- Quoted passage:
-------------------------

The dedicated panel function
In the end I made my own panel function, panel.directlabel
that you
can find in my lattice-tools
package on github (you might also just
download only the function itself if you want).
require(devtools)
devtools::install_github("https://github.com/m-jahn/lattice-tools")
The function has all the different options that I want to customize text
labels, like connecting lines to the points, boxes around labels,
flexible sizing, subsetting based on x and y thresholds, and consistency
with grouping. The placement of labels is determined using the method
smart.grid
from directlabels
. And here is the final plot using some
of the custom options.
library(latticetools)
xyplot(cond_A ~ cond_B, df,
groups = pathway,
par.settings = theme,
labels = df$gene, cex = 0.75,
auto.key = list(columns = 3),
panel = function(x, y, ...) {
panel.grid(h = -1, v = -1, col.line = grey(0.9))
panel.xyplot(x, y, ...)
panel.directlabel(x, y, y_boundary = c(4, 10),
draw_box = TRUE, box_line = TRUE, ...)
}
)
Now we can quickly see what our points of interest are. Plus, colors
from grouping are preserved for lines, boxes, and text of the label.
Labels don’t overlap because the underlying method for placement is
‘smart’ enough to push them to free areas. I just selected a subset of
interesting points to be labelled using the y_boundary
option. And of
course, the appearance of boxes, lines, and so on can be easily
customized.

-------------------------

- Short task 1: In the passage on the custom panel function, reproduce the text starting with "panel.xyplot(x, y, ...)" and going on through "customized.".
- Short task 2: According to the passage on the custom panel function, which method determines where the labels are placed?

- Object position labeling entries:
-------------------------

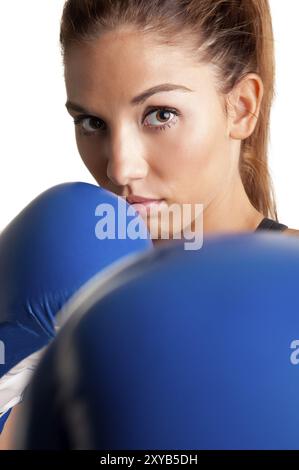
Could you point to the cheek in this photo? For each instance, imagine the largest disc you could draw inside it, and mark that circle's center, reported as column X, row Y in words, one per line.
column 92, row 159
column 195, row 162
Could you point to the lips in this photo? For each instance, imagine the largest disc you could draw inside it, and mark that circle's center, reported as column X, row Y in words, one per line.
column 141, row 200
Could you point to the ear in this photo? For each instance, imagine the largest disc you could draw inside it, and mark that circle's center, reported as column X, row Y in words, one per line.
column 244, row 103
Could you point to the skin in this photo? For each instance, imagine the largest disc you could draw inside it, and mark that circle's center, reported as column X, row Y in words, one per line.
column 195, row 160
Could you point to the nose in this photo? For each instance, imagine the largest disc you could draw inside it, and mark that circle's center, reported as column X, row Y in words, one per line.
column 126, row 161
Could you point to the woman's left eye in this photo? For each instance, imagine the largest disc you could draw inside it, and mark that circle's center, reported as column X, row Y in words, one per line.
column 163, row 115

-------------------------

- Full solution 1:
panel.xyplot(x, y, ...)
panel.directlabel(x, y, y_boundary = c(4, 10),
draw_box = TRUE, box_line = TRUE, ...)
}
)
Now we can quickly see what our points of interest are. Plus, colors
from grouping are preserved for lines, boxes, and text of the label.
Labels don’t overlap because the underlying method for placement is
‘smart’ enough to push them to free areas. I just selected a subset of
interesting points to be labelled using the y_boundary
option. And of
course, the appearance of boxes, lines, and so on can be easily
customized.

- Full solution 2: The smart.grid method from directlabels.